[Collection entries]
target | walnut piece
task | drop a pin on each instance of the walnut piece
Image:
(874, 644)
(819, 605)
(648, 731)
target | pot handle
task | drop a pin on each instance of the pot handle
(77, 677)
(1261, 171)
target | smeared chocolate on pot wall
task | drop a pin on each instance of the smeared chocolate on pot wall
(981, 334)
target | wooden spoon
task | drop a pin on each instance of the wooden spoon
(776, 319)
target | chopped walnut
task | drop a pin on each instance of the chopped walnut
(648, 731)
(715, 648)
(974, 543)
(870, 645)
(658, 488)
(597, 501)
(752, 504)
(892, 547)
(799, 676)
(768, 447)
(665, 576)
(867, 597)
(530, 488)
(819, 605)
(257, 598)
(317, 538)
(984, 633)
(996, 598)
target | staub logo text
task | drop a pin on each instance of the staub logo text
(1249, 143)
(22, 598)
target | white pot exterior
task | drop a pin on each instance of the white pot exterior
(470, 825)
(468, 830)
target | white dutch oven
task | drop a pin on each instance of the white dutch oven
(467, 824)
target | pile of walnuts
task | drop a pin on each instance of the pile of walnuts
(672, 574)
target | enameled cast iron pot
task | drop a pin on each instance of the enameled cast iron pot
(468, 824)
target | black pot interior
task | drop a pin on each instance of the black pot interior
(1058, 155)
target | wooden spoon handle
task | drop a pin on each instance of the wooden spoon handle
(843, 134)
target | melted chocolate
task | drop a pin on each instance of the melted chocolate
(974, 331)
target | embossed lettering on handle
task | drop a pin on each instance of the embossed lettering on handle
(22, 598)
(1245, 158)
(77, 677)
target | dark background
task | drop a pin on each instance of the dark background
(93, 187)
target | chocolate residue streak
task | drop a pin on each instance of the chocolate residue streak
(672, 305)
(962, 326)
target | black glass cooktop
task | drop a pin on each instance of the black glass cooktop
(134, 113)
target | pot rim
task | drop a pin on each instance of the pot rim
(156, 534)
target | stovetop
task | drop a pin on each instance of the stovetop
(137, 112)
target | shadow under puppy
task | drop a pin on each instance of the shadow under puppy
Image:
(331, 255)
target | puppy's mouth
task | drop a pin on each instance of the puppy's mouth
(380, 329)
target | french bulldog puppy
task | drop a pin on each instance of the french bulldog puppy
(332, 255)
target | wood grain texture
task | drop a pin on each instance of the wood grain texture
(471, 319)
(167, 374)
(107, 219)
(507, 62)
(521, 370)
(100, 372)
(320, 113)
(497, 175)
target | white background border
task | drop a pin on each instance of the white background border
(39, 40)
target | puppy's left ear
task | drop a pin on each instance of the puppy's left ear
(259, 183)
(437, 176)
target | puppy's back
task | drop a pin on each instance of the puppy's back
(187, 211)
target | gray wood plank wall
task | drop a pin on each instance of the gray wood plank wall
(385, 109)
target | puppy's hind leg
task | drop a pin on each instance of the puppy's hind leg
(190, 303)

- [Work task]:
Each line above should be output exactly as written.

- [Completed exercise]:
target | walnut piece
task | drop a pin on each instance of the walnut piece
Image:
(874, 644)
(819, 605)
(648, 731)
target | pot handle
task | drop a pin on each instance of the pot handle
(77, 677)
(1261, 171)
target | smeared chocolate on pot wall
task | drop a pin on each instance of the smeared chocolate on pot wall
(981, 334)
target | wooden spoon
task | drop a pin on each instance of the wooden spoon
(776, 319)
target | chopped walnut
task | drop a pin on each instance of the chopped walnut
(648, 731)
(715, 648)
(974, 543)
(870, 645)
(658, 488)
(597, 501)
(752, 504)
(892, 547)
(799, 676)
(768, 447)
(665, 576)
(867, 597)
(530, 488)
(819, 605)
(257, 598)
(317, 538)
(984, 633)
(996, 598)
target | staub logo text
task | drop a pin on each instance of the staub logo text
(1249, 143)
(22, 598)
target | white pot exterior
task | drop a pin on each instance of the white pot exterior
(470, 825)
(468, 830)
target | white dutch oven
task | drop a pin on each instance of the white dutch oven
(467, 824)
target | pile of walnuts
task | drop a pin on each instance of the pile of walnuts
(672, 574)
target | enameled cast iron pot
task | drop a pin on each instance of the enameled cast iron pot
(468, 824)
target | black pot interior
task | drop a pin on each instance of the black pot interior
(1058, 155)
target | wooden spoon handle
task | drop a pin on each instance of the wooden spoon handle
(843, 134)
target | melted chocolate
task | drop a pin on each instance of the melted chocolate
(974, 331)
target | embossed lettering on handle
task | drop a pin on each instance of the embossed lettering on handle
(22, 598)
(1245, 158)
(77, 677)
target | dark background
task | drop a pin on each instance of the dark background
(93, 187)
target | chocolate residue streak
task | drop a pin on each instance of the chocolate residue streak
(672, 305)
(962, 326)
target | black glass cooktop
task | drop a pin on each instance of the black glass cooktop
(134, 113)
target | pot rim
task | drop a pin on each instance of the pot rim
(156, 534)
target | stovetop
task | drop a pin on each instance of the stovetop
(137, 112)
target | shadow under puppy
task | drop a pin on each instance of the shadow under puppy
Image:
(331, 255)
target | puppy's mouth
task | drop a pin on each instance of the puppy's mouth
(380, 329)
target | french bulldog puppy
task | drop a pin on each instance of the french bulldog puppy
(332, 255)
target | wood grain texture
task | drop a pin on each instance of the wood grain texture
(471, 319)
(167, 374)
(107, 219)
(507, 62)
(521, 370)
(100, 372)
(320, 113)
(497, 175)
target | white background border
task | drop a pin on each instance of the white background border
(39, 40)
target | puppy's left ear
task | drop a pin on each instance of the puppy's left ear
(259, 183)
(437, 176)
target | puppy's back
task | drop a pin on each instance of the puppy's back
(187, 211)
target | gray wood plank wall
task | drop a pin on each instance of the gray wood plank wall
(385, 109)
target | puppy's hind leg
task | drop a pin on each instance of the puppy's hind leg
(190, 303)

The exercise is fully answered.